WHAT THE TASK ASKS >> In the stretch of the listing from the line containing "Grounding query — element: green leaf" through the end of the listing, switch "green leaf" to "broad leaf". Reproduce only those lines, leaving everything else unchanged.
--- START OF RECORDED INFORMATION ---
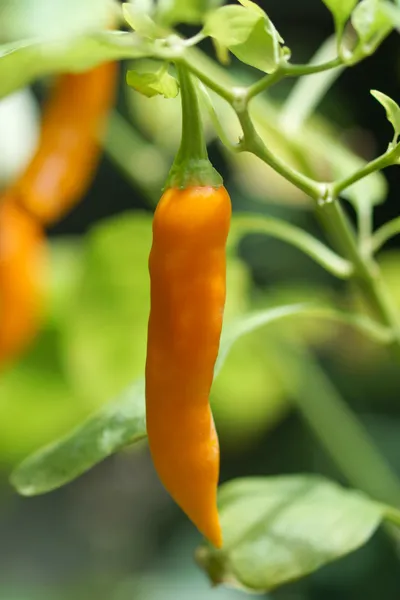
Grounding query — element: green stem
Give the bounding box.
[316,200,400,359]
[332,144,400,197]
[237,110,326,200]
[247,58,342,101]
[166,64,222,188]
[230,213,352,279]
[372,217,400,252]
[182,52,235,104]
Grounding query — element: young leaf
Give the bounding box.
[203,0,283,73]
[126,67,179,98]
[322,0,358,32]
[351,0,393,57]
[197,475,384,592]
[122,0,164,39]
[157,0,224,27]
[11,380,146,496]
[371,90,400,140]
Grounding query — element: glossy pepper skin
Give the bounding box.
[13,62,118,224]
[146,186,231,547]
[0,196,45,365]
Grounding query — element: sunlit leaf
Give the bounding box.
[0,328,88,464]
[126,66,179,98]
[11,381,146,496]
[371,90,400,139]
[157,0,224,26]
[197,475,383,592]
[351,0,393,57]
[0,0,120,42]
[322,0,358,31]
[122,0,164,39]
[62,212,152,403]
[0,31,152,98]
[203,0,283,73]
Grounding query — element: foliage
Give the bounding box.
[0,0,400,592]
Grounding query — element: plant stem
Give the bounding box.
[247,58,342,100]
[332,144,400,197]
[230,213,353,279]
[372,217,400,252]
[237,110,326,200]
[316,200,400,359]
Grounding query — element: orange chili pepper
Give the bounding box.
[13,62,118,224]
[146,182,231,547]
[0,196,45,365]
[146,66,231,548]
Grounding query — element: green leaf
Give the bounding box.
--- END OF RECORDED INFORMATION ---
TASK SOLUTION >>
Grounding query — element: broad leaf
Give the bounding box.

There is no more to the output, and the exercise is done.